[Data taken from a collection]
-- Begin --

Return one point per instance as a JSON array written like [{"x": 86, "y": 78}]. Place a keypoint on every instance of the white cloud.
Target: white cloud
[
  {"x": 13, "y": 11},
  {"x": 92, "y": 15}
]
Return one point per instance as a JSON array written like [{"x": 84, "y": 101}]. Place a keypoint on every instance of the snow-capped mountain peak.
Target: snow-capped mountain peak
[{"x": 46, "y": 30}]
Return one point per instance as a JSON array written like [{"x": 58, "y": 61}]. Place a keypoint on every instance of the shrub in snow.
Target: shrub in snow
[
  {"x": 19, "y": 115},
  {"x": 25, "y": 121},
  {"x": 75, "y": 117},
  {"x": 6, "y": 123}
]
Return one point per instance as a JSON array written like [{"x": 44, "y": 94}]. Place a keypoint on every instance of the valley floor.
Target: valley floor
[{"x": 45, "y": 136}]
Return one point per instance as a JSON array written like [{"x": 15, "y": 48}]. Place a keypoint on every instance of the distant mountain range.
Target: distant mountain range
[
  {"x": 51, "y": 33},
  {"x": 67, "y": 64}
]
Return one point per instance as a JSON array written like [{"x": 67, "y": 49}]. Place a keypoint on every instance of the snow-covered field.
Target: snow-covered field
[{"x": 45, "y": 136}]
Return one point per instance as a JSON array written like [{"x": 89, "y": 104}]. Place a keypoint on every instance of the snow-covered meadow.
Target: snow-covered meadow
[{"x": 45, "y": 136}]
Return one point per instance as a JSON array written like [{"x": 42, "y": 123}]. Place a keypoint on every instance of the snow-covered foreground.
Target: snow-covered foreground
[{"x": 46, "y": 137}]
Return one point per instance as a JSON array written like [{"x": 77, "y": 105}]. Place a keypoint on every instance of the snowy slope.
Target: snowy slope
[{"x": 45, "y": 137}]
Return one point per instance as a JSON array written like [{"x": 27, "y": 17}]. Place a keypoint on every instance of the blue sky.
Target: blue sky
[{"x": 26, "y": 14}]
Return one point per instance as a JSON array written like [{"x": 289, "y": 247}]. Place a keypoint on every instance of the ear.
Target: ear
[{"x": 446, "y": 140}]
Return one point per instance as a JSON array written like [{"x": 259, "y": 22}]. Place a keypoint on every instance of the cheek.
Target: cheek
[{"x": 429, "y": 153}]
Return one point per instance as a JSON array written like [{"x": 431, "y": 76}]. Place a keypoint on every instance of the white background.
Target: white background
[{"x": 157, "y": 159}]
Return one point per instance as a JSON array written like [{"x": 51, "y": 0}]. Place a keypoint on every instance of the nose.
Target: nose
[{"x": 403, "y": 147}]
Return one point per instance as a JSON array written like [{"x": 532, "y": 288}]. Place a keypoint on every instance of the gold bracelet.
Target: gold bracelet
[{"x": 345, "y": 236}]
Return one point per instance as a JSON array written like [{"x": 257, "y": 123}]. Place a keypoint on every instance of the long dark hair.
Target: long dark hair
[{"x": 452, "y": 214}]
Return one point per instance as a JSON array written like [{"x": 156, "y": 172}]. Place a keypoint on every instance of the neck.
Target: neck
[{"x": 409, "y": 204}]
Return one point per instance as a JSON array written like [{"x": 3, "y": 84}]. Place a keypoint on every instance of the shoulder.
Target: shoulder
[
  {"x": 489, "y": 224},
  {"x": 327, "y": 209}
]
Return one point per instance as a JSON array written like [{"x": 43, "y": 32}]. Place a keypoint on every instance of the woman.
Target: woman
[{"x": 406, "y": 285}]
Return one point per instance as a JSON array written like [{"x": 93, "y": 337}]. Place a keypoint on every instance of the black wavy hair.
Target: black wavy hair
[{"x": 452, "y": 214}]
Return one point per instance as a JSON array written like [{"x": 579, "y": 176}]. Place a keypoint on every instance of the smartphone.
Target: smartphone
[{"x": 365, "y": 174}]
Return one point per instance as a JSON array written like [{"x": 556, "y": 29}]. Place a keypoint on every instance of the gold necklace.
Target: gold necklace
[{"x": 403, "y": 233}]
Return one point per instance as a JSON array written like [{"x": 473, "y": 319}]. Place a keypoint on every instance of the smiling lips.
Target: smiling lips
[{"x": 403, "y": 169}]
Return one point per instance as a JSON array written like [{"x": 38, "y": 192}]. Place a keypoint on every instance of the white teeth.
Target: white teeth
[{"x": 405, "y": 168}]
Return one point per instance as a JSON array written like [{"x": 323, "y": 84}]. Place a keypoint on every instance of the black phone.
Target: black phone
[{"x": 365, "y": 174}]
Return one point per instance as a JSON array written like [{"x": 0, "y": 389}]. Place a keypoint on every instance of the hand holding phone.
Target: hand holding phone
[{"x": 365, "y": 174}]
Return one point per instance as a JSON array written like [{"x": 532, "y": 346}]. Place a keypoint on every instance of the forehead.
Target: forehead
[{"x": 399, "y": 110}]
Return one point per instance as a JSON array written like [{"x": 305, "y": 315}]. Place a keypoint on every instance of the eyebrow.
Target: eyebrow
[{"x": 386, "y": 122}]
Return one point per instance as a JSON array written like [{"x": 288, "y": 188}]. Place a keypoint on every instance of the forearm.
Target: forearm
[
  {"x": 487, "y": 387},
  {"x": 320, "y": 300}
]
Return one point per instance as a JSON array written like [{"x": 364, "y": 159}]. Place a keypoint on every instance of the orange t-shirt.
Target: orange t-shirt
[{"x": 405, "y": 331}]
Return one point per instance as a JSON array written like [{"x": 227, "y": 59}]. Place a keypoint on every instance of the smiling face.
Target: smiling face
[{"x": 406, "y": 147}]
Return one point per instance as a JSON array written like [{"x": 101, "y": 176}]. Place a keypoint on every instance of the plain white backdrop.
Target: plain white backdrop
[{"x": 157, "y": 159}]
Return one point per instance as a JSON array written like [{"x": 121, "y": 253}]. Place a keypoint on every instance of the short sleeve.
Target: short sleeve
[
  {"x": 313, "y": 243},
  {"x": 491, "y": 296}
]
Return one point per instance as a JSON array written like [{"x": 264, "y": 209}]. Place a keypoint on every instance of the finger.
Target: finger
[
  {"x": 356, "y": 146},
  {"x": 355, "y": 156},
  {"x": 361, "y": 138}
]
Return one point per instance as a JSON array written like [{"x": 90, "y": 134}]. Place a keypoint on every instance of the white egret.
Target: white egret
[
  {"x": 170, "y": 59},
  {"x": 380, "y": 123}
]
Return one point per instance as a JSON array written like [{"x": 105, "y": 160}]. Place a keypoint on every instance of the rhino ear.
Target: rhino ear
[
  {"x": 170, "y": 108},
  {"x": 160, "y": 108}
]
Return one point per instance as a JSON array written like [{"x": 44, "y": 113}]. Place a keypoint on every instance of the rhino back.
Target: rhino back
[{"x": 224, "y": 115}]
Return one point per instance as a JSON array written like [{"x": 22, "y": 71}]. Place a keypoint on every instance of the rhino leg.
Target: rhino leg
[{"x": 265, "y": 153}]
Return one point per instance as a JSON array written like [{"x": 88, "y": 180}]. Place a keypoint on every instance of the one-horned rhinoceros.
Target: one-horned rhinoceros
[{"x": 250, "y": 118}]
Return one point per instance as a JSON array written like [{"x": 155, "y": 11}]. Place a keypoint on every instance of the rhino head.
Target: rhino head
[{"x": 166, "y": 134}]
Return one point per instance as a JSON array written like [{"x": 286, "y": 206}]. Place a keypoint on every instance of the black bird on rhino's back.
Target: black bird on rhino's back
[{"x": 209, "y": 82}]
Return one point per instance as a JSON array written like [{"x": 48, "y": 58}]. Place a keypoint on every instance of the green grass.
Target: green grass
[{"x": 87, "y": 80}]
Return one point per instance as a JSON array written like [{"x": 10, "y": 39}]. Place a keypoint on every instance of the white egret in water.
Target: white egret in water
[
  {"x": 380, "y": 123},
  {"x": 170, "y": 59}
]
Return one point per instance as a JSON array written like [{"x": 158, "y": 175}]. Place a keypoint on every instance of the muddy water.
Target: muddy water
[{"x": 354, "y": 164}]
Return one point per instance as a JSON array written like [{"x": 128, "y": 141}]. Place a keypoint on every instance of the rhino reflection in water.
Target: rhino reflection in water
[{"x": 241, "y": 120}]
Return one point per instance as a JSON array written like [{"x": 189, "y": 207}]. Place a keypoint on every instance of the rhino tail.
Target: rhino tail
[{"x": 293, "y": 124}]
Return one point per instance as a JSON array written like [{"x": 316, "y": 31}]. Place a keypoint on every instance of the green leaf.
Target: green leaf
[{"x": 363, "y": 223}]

-- End --
-- Begin --

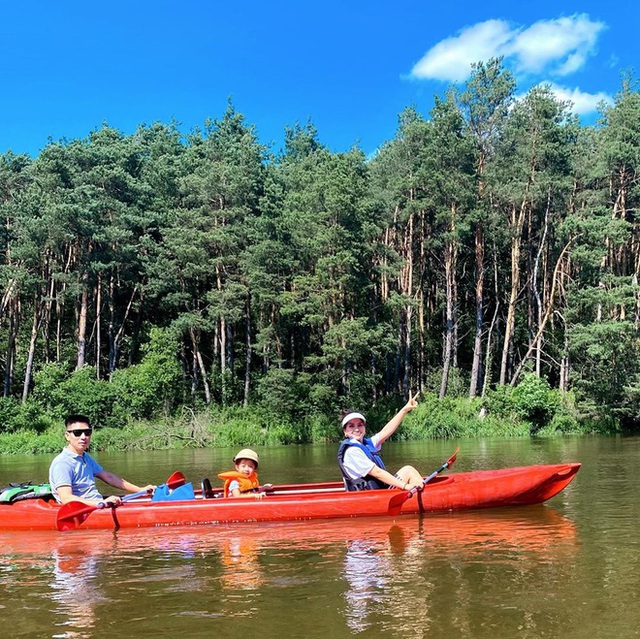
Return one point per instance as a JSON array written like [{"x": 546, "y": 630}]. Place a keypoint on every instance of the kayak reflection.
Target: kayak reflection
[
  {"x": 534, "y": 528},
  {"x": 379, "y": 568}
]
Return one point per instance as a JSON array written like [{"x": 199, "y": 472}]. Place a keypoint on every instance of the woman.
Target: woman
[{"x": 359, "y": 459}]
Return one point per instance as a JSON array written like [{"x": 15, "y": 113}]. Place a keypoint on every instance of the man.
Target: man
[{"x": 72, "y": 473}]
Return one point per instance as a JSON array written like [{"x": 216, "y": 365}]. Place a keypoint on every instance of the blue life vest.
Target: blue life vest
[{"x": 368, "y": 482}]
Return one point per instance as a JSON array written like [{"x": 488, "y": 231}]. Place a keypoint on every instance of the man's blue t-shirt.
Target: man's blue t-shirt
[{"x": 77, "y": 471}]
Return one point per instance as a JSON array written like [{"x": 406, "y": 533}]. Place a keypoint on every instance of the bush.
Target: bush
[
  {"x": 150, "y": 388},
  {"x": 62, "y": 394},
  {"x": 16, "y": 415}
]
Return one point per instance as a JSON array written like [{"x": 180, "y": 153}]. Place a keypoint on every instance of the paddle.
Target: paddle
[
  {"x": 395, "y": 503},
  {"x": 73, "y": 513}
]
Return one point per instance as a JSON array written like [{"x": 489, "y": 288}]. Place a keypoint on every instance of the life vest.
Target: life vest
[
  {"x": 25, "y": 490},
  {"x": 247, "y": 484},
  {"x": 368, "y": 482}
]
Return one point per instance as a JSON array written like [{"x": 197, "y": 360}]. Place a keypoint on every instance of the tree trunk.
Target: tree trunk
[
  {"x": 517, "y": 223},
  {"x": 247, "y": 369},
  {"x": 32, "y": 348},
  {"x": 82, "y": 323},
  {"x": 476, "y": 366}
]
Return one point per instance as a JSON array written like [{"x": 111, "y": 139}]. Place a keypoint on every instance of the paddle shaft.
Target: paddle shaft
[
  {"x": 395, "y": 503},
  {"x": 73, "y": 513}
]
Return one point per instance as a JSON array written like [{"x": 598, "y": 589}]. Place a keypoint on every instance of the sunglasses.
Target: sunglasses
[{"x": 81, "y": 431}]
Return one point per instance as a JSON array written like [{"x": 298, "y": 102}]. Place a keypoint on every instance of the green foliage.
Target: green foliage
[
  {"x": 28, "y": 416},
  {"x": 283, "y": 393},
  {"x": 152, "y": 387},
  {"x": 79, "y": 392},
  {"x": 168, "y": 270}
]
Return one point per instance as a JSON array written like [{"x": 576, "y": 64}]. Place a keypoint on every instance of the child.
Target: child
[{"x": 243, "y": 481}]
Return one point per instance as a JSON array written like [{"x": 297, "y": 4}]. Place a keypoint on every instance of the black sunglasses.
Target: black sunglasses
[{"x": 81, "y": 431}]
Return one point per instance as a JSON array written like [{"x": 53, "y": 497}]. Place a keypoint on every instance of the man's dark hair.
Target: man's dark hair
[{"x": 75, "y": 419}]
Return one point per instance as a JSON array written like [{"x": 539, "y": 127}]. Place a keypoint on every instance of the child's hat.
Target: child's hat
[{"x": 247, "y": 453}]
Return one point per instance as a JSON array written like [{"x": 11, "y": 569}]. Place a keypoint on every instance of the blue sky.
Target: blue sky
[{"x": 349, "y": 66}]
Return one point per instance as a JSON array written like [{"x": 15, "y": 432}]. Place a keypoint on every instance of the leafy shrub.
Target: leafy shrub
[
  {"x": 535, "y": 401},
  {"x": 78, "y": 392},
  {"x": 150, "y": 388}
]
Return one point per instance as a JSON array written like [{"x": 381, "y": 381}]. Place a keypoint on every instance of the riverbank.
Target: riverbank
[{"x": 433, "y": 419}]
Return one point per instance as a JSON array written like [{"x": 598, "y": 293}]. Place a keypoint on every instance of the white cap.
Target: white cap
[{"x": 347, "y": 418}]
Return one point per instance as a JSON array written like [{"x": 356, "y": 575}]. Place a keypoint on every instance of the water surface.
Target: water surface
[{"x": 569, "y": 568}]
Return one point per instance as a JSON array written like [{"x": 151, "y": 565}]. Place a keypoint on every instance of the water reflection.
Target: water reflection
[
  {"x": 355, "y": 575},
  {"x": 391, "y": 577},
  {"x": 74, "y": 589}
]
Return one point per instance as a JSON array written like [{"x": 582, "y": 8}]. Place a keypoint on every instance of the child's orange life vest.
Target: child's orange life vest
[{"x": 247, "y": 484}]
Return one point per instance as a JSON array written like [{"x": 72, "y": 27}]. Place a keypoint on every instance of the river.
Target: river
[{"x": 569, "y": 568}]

-- End --
-- Begin --

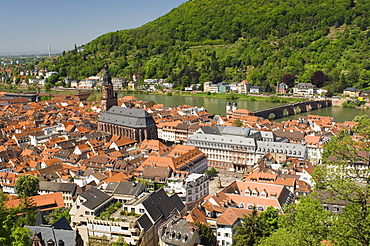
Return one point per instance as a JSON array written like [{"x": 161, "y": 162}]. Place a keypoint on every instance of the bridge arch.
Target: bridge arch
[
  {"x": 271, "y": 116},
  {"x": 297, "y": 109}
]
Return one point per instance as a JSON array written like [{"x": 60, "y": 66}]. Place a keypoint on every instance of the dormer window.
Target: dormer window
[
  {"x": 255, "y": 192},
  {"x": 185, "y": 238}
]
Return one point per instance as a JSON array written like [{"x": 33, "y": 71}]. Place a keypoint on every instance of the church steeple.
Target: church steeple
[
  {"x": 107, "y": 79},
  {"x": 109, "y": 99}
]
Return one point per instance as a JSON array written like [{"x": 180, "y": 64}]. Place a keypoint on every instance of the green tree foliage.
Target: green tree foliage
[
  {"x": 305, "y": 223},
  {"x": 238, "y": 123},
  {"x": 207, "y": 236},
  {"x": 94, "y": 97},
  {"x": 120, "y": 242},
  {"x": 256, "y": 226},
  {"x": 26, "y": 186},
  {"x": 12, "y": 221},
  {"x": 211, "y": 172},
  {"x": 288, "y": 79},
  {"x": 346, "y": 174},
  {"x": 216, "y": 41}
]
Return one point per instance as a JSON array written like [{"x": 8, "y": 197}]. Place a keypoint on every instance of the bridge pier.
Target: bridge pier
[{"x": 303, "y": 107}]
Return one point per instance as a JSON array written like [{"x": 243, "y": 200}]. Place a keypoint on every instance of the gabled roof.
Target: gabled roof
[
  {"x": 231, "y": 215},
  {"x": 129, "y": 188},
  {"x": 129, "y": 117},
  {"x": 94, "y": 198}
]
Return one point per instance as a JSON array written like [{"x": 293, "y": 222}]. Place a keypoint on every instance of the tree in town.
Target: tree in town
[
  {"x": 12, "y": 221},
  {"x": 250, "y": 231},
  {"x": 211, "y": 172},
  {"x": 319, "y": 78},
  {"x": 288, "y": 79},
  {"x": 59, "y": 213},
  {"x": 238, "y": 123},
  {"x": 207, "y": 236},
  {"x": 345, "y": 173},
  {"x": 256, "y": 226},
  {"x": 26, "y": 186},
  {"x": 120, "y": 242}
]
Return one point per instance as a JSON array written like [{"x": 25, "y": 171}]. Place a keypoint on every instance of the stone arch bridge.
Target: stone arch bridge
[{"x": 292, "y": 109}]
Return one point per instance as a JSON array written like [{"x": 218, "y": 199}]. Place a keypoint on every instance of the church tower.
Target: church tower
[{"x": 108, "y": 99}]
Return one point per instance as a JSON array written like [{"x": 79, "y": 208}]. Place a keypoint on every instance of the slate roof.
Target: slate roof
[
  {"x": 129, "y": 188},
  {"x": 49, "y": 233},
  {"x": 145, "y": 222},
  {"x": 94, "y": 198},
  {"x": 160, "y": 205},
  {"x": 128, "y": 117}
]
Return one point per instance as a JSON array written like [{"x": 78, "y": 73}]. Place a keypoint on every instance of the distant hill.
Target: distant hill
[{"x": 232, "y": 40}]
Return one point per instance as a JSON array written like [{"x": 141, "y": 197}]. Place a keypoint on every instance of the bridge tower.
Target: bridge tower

-- End --

**Set task:** Count the lines of the data above that contain the word "gold". Give only the number.

**Response to this exercise:** 4